What the task asks:
Render each line of the material below as one string in a JSON list, skipping blank lines and leaving out the pictures.

** BEGIN Dataset records **

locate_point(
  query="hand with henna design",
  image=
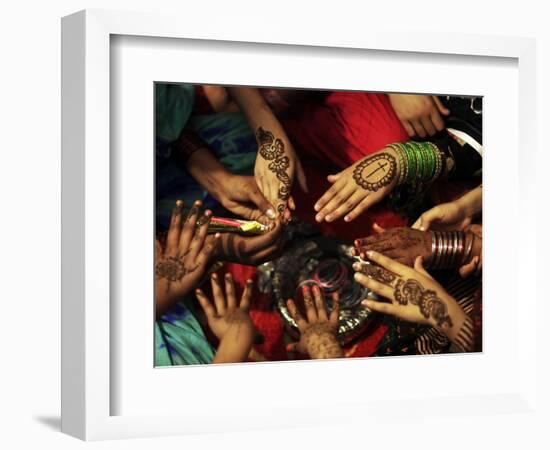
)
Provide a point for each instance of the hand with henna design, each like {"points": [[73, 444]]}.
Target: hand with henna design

** END Dataset records **

Problem solution:
[
  "locate_point(",
  "  query=\"hand with henna design\",",
  "  image=",
  ")",
  "Provide a point for each instance of the hand with henna design, each like {\"points\": [[73, 444]]}.",
  "Target: hand with henna design"
]